▸ Work order: Where a line of the following data contains the string "below", include it in the tally. Report the total alone.

········

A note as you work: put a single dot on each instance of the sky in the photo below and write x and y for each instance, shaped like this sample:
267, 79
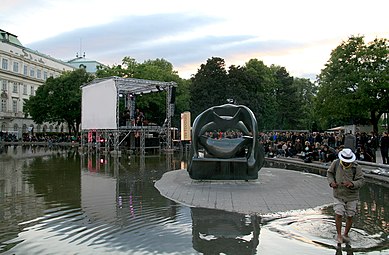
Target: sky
298, 35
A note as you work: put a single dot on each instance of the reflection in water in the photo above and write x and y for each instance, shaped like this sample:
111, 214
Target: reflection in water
63, 202
225, 232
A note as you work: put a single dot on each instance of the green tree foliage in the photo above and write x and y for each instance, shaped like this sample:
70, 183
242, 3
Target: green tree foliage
353, 86
287, 99
306, 91
264, 99
277, 100
209, 86
59, 100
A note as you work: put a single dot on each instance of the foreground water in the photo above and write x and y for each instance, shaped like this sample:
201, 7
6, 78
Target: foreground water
63, 202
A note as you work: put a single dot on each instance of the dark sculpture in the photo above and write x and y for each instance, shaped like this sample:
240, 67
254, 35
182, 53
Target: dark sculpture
238, 158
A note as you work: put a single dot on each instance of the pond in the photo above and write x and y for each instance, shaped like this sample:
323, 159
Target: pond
61, 201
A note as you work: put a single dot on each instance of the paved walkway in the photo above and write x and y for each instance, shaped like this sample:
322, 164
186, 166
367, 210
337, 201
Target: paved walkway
276, 190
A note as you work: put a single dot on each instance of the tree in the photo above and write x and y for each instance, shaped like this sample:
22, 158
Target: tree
59, 100
209, 86
306, 92
264, 99
288, 101
354, 85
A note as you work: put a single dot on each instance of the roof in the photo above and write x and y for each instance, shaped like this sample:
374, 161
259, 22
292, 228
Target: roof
11, 38
136, 86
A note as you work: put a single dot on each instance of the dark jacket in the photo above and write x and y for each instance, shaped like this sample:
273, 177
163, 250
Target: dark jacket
336, 173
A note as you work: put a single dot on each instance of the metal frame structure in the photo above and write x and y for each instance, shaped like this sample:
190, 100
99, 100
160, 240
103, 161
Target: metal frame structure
134, 87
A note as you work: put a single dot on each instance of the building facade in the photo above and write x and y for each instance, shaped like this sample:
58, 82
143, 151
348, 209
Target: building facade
22, 71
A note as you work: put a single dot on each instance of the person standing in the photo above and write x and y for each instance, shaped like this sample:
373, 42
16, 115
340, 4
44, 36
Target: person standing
350, 141
345, 177
385, 147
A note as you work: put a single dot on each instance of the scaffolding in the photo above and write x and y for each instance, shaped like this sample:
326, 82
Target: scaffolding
129, 89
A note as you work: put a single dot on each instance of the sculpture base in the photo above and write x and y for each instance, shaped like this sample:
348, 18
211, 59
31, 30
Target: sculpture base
221, 169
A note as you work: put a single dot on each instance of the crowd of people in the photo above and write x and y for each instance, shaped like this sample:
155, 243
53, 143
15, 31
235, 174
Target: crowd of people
324, 147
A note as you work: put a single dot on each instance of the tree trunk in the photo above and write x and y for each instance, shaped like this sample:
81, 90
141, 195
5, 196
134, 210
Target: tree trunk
374, 118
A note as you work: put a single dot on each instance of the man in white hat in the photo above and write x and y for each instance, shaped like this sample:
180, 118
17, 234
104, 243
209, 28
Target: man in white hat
345, 177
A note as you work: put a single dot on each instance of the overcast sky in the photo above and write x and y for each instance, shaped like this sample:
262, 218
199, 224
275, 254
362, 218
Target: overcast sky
298, 35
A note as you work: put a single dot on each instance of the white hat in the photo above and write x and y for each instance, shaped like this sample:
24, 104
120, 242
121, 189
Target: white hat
346, 155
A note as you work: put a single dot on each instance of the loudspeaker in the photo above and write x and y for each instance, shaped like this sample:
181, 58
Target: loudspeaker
173, 97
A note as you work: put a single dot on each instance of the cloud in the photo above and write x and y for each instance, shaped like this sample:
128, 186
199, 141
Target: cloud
169, 36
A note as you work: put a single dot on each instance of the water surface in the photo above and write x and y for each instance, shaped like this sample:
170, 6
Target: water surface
58, 201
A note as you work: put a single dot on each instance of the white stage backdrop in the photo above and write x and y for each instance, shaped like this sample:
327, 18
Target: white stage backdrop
99, 106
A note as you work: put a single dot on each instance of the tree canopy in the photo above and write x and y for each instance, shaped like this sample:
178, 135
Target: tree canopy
275, 97
59, 99
354, 85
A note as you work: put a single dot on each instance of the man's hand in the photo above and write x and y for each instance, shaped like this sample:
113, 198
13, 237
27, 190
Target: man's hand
347, 184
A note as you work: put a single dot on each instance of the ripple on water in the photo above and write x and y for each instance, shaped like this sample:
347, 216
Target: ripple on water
142, 229
318, 229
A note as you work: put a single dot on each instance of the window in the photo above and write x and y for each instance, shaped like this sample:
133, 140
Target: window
16, 67
15, 105
15, 87
3, 105
4, 64
4, 85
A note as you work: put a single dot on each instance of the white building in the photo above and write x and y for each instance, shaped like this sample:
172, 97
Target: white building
22, 71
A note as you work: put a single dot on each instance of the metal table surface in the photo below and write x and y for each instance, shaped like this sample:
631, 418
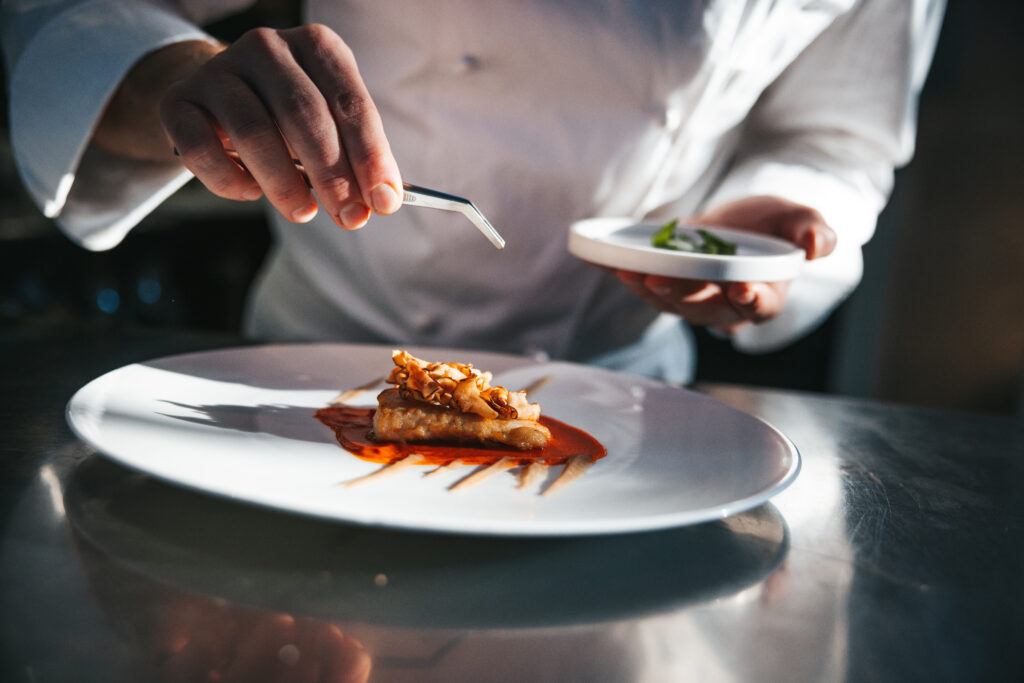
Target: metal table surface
895, 555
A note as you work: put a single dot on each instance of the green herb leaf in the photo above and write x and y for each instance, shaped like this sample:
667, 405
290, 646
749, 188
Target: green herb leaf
666, 238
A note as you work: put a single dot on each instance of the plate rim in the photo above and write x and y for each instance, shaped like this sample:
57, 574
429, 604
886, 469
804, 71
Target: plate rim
587, 241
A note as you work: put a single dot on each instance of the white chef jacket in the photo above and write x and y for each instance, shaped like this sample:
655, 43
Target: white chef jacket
543, 113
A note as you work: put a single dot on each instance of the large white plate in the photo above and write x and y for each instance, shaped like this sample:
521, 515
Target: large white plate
622, 243
239, 423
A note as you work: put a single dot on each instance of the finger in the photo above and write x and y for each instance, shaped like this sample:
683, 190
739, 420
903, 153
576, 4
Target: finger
195, 137
756, 302
302, 114
258, 650
332, 67
806, 228
256, 137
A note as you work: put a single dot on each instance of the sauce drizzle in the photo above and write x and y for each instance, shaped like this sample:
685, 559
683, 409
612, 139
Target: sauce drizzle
352, 426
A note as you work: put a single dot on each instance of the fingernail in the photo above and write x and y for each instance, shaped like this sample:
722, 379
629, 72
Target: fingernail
745, 296
304, 215
353, 216
385, 199
659, 290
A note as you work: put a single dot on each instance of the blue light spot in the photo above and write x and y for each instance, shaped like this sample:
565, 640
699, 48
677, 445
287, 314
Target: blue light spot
108, 300
148, 291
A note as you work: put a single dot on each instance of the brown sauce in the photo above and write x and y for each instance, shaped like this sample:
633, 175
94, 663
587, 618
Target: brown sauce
352, 426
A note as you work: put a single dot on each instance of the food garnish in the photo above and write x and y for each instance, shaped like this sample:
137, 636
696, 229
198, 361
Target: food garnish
669, 238
448, 416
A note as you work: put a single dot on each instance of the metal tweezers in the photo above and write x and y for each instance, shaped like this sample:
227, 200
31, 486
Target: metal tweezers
422, 197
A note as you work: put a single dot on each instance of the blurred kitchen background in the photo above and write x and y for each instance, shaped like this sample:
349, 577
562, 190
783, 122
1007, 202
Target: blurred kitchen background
937, 322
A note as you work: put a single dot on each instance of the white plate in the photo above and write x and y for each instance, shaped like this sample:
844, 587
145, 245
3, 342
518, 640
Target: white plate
240, 423
622, 243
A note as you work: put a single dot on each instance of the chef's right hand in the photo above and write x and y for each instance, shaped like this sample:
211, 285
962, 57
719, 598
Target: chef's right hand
274, 95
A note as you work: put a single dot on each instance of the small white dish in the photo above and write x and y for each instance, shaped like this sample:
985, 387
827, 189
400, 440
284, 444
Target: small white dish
622, 243
239, 423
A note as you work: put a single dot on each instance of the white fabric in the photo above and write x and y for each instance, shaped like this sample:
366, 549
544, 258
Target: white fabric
543, 113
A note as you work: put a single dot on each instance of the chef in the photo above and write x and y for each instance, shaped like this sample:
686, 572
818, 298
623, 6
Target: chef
785, 118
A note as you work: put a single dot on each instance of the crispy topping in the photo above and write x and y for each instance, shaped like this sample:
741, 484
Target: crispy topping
460, 386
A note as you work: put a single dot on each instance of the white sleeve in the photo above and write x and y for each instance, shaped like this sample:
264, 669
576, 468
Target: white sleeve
64, 66
827, 134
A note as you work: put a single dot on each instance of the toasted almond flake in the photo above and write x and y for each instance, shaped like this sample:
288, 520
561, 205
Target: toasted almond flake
574, 468
531, 474
387, 470
476, 477
536, 384
348, 394
446, 467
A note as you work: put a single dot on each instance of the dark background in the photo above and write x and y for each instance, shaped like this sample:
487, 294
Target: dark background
938, 321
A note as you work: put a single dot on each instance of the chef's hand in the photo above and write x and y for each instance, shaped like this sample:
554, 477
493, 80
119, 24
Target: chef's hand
728, 306
271, 95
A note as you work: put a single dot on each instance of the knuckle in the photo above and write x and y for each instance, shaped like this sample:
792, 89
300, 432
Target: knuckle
350, 107
290, 193
261, 38
340, 186
322, 34
303, 108
371, 157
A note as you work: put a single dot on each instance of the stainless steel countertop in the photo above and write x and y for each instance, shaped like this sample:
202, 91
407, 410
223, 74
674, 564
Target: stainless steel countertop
896, 555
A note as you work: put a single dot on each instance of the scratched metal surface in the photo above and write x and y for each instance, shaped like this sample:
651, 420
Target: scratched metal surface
896, 555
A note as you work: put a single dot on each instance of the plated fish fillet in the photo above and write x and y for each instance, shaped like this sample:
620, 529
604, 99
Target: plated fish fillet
435, 401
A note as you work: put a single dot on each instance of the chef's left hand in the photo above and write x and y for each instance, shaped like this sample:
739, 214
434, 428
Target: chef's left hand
728, 306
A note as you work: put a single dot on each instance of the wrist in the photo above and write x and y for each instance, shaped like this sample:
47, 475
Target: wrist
130, 125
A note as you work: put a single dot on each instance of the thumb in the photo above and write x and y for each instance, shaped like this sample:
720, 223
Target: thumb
807, 229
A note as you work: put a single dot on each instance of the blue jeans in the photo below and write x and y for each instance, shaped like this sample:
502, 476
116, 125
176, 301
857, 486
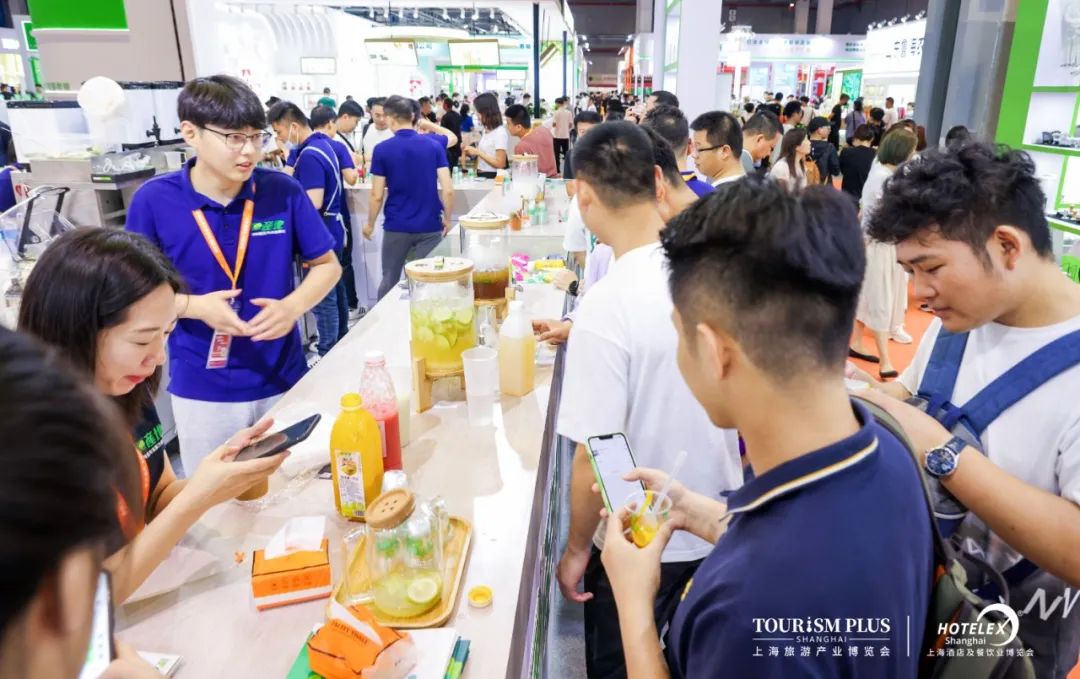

········

▸ Finished task: 3